## WORK ORDER
Copy out, word for word, the lines of the listing that begin at the line containing "negative clicks: (217, 167)" and end with the line containing "positive clicks: (4, 110)", including both of those lines. Omit the pictures from your answer.

DATA TO PROCESS Block Start

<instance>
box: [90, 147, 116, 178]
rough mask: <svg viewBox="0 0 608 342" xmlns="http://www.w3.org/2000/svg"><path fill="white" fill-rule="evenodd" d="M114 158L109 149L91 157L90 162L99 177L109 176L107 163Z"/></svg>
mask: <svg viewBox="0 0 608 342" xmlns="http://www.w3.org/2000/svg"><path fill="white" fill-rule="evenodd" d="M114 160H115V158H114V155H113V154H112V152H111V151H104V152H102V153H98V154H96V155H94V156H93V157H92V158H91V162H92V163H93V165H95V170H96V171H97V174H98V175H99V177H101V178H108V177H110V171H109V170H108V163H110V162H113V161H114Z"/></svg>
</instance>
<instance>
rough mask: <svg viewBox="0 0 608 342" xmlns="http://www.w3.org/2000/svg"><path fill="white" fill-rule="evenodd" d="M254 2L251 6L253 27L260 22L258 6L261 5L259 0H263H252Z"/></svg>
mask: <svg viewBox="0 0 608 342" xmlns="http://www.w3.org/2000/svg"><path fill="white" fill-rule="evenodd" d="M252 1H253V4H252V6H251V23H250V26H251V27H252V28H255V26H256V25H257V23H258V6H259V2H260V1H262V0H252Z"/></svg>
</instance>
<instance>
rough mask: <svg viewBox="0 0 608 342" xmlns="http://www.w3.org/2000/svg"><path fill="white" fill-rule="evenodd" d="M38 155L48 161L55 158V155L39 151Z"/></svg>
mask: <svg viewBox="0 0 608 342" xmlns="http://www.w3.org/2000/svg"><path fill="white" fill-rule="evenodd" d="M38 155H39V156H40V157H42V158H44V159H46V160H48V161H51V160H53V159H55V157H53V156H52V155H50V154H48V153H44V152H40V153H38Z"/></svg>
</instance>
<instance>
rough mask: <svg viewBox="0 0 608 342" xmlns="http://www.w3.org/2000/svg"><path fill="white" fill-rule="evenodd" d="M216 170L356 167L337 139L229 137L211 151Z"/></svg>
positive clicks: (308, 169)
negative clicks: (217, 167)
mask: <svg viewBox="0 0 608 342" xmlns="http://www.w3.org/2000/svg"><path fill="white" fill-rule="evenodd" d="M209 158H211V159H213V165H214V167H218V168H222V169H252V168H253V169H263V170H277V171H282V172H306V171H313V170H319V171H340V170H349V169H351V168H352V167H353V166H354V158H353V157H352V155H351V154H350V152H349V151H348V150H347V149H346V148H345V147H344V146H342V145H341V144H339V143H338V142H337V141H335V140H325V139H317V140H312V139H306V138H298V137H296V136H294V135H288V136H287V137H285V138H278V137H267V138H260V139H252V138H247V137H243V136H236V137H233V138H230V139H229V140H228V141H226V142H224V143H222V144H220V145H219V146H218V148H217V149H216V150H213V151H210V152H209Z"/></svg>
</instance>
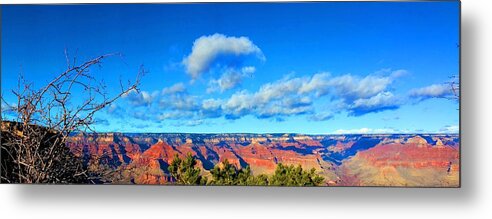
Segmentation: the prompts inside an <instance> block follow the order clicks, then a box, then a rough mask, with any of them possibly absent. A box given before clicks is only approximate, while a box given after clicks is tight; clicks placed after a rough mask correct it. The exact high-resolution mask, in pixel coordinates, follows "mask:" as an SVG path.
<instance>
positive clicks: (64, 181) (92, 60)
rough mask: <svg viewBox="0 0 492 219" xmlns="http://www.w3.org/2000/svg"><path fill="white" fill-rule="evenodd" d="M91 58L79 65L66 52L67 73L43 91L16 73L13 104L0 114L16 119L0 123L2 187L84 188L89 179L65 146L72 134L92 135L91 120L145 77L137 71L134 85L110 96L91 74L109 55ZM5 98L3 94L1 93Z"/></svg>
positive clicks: (4, 110)
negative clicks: (27, 81)
mask: <svg viewBox="0 0 492 219" xmlns="http://www.w3.org/2000/svg"><path fill="white" fill-rule="evenodd" d="M118 55H119V54H117V53H113V54H106V55H102V56H98V57H95V58H93V59H90V60H89V61H86V62H84V63H82V64H77V61H76V59H75V58H73V59H70V58H69V56H68V53H67V52H66V51H65V56H66V61H67V69H66V70H65V71H64V72H62V73H60V74H59V75H57V76H56V77H55V78H54V79H53V80H51V81H50V82H49V83H48V84H46V85H45V86H43V87H41V88H39V89H36V88H34V86H33V84H32V83H29V82H27V81H26V80H25V79H24V77H23V75H22V74H19V80H18V86H17V89H16V90H12V93H13V95H14V97H15V98H16V103H14V104H11V103H8V102H7V101H5V99H4V97H3V96H2V104H3V106H2V112H3V111H5V110H9V111H10V112H12V113H13V114H14V115H15V119H14V121H12V122H8V121H4V120H3V118H2V142H1V152H2V154H1V170H0V171H1V182H3V183H88V182H90V181H91V180H92V178H91V177H90V173H88V171H87V169H86V168H84V166H83V163H82V162H81V159H78V158H76V157H75V156H74V155H73V154H72V153H71V152H70V150H69V148H68V147H67V146H66V145H65V143H66V141H67V139H68V138H69V137H70V135H71V134H72V133H74V132H84V131H88V130H89V131H92V127H93V126H92V125H93V124H94V122H95V118H94V115H95V114H96V113H97V112H98V111H100V110H102V109H104V108H105V107H107V106H109V105H110V104H112V103H113V102H115V101H116V100H117V99H118V98H121V97H122V96H123V95H125V94H127V93H129V92H130V91H136V92H139V90H138V85H139V84H140V79H141V77H142V76H143V75H144V74H145V70H144V68H143V67H142V66H141V67H140V69H139V70H138V73H137V75H136V79H135V80H134V81H133V82H130V81H128V83H127V84H126V83H125V84H126V85H124V84H123V83H122V82H121V80H120V83H119V86H120V90H119V92H117V94H113V95H112V96H110V95H109V94H108V92H107V89H106V88H107V87H106V85H105V84H104V82H103V81H101V80H97V79H96V77H95V76H94V75H93V74H91V71H90V70H91V68H93V67H95V66H100V65H101V63H102V61H103V60H104V59H106V58H108V57H110V56H118ZM2 95H3V94H2Z"/></svg>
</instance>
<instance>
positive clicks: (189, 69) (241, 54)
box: [182, 33, 264, 79]
mask: <svg viewBox="0 0 492 219" xmlns="http://www.w3.org/2000/svg"><path fill="white" fill-rule="evenodd" d="M245 55H256V56H258V57H259V58H260V59H264V56H263V53H262V51H261V50H260V48H259V47H258V46H256V45H255V44H254V43H253V42H252V41H251V40H250V39H249V38H247V37H244V36H242V37H233V36H226V35H223V34H218V33H216V34H213V35H208V36H202V37H200V38H198V39H196V40H195V42H194V43H193V47H192V50H191V53H190V54H189V55H188V56H187V57H186V58H184V59H183V61H182V63H183V64H184V65H185V67H186V72H187V73H188V74H189V75H190V76H191V77H192V79H197V78H198V77H199V76H200V75H201V74H202V73H204V72H206V71H208V70H209V69H210V67H211V65H212V64H213V63H214V61H215V60H216V59H217V58H219V57H220V56H235V57H240V56H245Z"/></svg>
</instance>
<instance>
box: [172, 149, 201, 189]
mask: <svg viewBox="0 0 492 219" xmlns="http://www.w3.org/2000/svg"><path fill="white" fill-rule="evenodd" d="M196 164H197V162H196V159H195V157H193V155H192V154H191V153H188V154H187V155H186V157H185V158H184V159H181V158H180V157H179V156H178V155H177V154H175V155H174V159H173V161H172V162H171V164H170V165H169V167H168V168H167V169H168V170H169V173H170V174H171V177H172V179H173V180H174V181H175V183H177V184H182V185H204V184H206V182H207V178H206V177H202V176H201V175H200V172H201V171H200V168H198V167H195V166H196Z"/></svg>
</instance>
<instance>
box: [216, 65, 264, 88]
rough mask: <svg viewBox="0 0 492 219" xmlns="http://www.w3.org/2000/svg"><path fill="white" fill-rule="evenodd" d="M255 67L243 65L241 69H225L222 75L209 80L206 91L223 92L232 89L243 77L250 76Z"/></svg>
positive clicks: (254, 70)
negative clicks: (216, 77)
mask: <svg viewBox="0 0 492 219" xmlns="http://www.w3.org/2000/svg"><path fill="white" fill-rule="evenodd" d="M255 70H256V68H255V67H253V66H246V67H243V68H242V69H241V70H239V71H238V70H236V69H233V68H230V69H228V70H226V71H225V72H224V73H223V74H222V76H221V77H220V78H219V79H217V80H211V81H210V82H209V86H208V88H207V93H213V92H215V91H220V92H224V91H226V90H229V89H232V88H234V87H236V86H238V85H239V84H241V83H242V81H243V78H245V77H247V76H250V75H251V74H253V73H254V72H255Z"/></svg>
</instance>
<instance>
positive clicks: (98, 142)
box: [67, 133, 460, 187]
mask: <svg viewBox="0 0 492 219" xmlns="http://www.w3.org/2000/svg"><path fill="white" fill-rule="evenodd" d="M67 145H68V147H69V148H70V150H71V152H72V153H74V154H75V155H76V156H78V157H81V158H83V160H84V162H85V163H86V164H87V165H88V167H89V168H90V169H92V170H93V171H99V172H106V173H109V174H107V176H108V177H107V179H106V180H104V181H101V182H100V183H112V184H166V183H168V182H169V180H170V176H169V173H168V170H167V167H168V165H169V164H170V162H171V161H172V160H173V157H174V155H175V154H177V155H178V156H180V157H184V156H186V155H187V154H192V155H193V156H194V157H195V158H196V159H197V166H198V167H199V168H200V169H201V172H202V174H203V175H204V176H209V175H210V170H211V169H212V168H213V167H214V166H215V165H216V164H218V163H220V162H222V161H224V160H226V159H227V160H228V161H229V162H230V163H232V164H234V165H235V166H236V167H238V168H244V167H246V166H249V167H250V168H251V171H252V173H253V174H254V175H259V174H267V175H268V174H273V173H274V171H275V168H276V166H277V165H278V164H279V163H282V164H286V165H291V164H293V165H301V166H302V167H303V168H304V169H311V168H314V169H315V170H316V172H317V173H319V174H320V175H322V176H323V177H324V178H325V182H324V183H323V185H325V186H409V187H459V186H460V178H459V177H460V173H459V171H460V141H459V135H458V134H349V135H303V134H240V133H237V134H236V133H234V134H232V133H231V134H190V133H77V134H73V135H71V136H70V139H69V140H68V142H67Z"/></svg>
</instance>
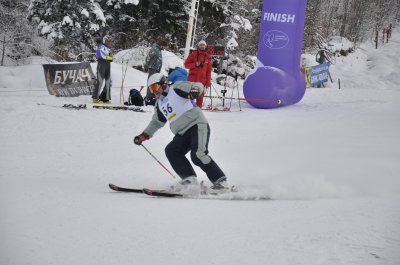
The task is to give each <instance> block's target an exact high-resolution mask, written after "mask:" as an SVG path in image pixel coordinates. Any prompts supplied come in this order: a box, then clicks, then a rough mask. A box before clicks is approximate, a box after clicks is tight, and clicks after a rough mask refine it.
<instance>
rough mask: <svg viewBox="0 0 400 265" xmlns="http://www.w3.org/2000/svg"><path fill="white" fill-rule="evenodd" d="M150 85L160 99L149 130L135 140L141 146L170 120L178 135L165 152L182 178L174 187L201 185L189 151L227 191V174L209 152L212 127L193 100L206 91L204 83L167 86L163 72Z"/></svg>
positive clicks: (180, 187)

DATA TO PROCESS Block End

## RESPONSE BOX
negative clicks: (217, 167)
mask: <svg viewBox="0 0 608 342" xmlns="http://www.w3.org/2000/svg"><path fill="white" fill-rule="evenodd" d="M209 158H211V159H213V165H214V167H218V168H222V169H252V168H253V169H263V170H277V171H282V172H306V171H313V170H319V171H340V170H349V169H351V168H352V167H353V166H354V158H353V157H352V155H351V154H350V152H349V151H348V150H347V149H346V148H345V147H344V146H342V145H341V144H339V143H338V142H337V141H335V140H325V139H317V140H312V139H306V138H298V137H296V136H294V135H288V136H287V137H285V138H278V137H267V138H260V139H252V138H247V137H243V136H236V137H233V138H230V139H229V140H228V141H226V142H224V143H222V144H220V145H219V146H218V148H217V149H216V150H213V151H210V152H209Z"/></svg>
</instance>
Segmentation: the prompts inside an <instance> block follow the order clicks, then a box, then a rough mask, with any of them possibly absent. A box given before clicks is only approximate, while a box given after clicks is tight; clicks placed after a rough mask correct it. The exact high-resolution mask, in pixel coordinates, follows "mask:" as an SVG path.
<instance>
positive clicks: (64, 181) (92, 60)
rough mask: <svg viewBox="0 0 492 219" xmlns="http://www.w3.org/2000/svg"><path fill="white" fill-rule="evenodd" d="M91 58L79 65L66 52L67 73L43 91L16 73L13 104L0 114L16 119L0 123L2 187L84 188L89 179L65 146L72 134L92 135L91 120L145 77L137 71L134 85L110 96L91 74L109 55ZM5 98L3 94L1 93Z"/></svg>
positive clicks: (4, 110)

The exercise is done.